◆ Exercise goal ◆
How many lines in the data below contain the string "every"? State that number only.

◆ Extracted entries ◆
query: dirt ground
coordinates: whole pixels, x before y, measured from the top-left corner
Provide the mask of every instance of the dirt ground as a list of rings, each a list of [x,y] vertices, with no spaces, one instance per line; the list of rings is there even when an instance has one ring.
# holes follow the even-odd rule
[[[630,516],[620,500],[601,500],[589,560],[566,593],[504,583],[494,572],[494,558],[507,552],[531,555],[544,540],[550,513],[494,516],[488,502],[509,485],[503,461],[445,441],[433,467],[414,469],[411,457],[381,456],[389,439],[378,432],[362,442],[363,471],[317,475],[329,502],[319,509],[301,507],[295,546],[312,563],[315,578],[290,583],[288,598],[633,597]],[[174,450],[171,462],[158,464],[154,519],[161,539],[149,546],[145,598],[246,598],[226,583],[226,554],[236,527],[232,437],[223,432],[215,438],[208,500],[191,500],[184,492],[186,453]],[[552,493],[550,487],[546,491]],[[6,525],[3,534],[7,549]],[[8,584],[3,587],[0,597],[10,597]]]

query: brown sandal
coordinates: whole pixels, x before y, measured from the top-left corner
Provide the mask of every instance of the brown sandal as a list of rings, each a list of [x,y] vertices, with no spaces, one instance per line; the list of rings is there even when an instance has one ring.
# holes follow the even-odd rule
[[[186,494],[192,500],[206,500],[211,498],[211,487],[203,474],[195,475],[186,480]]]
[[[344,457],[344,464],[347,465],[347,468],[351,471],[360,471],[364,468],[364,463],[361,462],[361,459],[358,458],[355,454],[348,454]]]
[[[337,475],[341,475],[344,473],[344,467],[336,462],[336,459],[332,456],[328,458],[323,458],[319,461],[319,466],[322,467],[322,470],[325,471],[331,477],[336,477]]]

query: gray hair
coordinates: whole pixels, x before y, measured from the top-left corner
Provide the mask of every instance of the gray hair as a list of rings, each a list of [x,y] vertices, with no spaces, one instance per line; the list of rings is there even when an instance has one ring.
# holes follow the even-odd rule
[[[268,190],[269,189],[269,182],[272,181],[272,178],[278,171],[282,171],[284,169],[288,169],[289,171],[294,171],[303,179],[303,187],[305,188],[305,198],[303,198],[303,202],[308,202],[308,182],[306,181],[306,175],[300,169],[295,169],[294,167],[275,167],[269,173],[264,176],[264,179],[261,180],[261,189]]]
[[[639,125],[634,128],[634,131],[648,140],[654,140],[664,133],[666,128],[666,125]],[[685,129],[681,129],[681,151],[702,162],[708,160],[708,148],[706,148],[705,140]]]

◆ Answer section ◆
3